*Source text:*
The other languages don't have a builtin concurrency model. For C, Java and others event loop libraries and applications that are built on top of them can be found (nginx, netty, ...). As well as there are libraries that build on top of synchronous IO.

The eventloop was also not tied to Javascript in the older standards. Only the introduction of Promises and other stuff required the existence of an eventloop in order to define when continuations should run.

"The event loop model never blocks" is also only true as long as you (and all the libraries that you use) do not block it. There is no automatic "does not block" guarantee.

coldtea · on April 24, 2016

>A very interesting property of the event loop model is that JavaScript, unlike a lot of other languages, never blocks.

JavaScript actually always blocks. It's only external function calls that somebody took care to write in an evented style that don't block -- but anything written in pure Javascript (from for loops to text manipulation) blocks.

JS single-thread async without preemptiveness is not something to write home about...

darpa_escapee · on April 23, 2016

This is a genuine question: in what ways is Python's async implementation lacking? Could it have been baked in a better way?

In what ways do languages that were supposedly designed for async programming different than Python?

Python is definitely lacking an elegant interface for async programming.

bdarnell · on April 23, 2016

I think that Python 3.5 now has a very elegant interface for async programming. I prefer Tornado to the standard library's asyncio, but the new keywords are nice for both packages (disclaimer: I'm the maintainer of Tornado).

The downsides have nothing to do with the design of the language. The problem is that introducing a new concurrency model late in a language's life splits the ecosystem. Most existing packages are synchronous, so if you want to build asynchronous systems you must avoid packages like requests, django, or sqlalchemy and find (or develop) asynchronous equivalents for the functionality you need.

Javascript has an advantage here not because the design of the language is especially well-suited for asynchronous programming, but because it never went through a synchronous/multi-threading phase. Every javascript package is designed for asynchronous use.

nbadg · on April 23, 2016

Yeah, my biggest complaint personally is that combining multithreading and async is a massive pain in the ass. Now, realistically, you aren't usually going to want to do that, except if you have multiple event loops, or are bridging between external synchronous code and internal async code. Otherwise, I really enjoy async python -- of course, I'm also the kind of person who has written my own event loops using synchronous code before, so maybe I'm just crazy like that.

markbnj · on April 23, 2016

>> The problem is that introducing a new concurrency model late in a language's life splits the ecosystem.

*Required actions:*
[A] In the forum thread on async programming, reproduce the stretch from "darpa_escapee · on" through "different than Python?".
[B] In the forum thread on async programming, which project does the Python 3.5 commenter say he maintains?
[C] According to the forum thread on async programming, why does Javascript have an advantage over Python for asynchronous programming?

*Location labeling records:*
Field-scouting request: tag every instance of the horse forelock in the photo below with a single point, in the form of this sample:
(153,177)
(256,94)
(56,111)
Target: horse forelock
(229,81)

*Task-by-task solutions:*
[A]
darpa_escapee · on April 23, 2016

This is a genuine question: in what ways is Python's async implementation lacking? Could it have been baked in a better way?

In what ways do languages that were supposedly designed for async programming different than Python?

[B] Tornado.

[C] The advantage isn't because the language's design suits asynchronous programming especially well. It's because Javascript never went through a synchronous or multi-threading phase, so every Javascript package is designed for asynchronous use.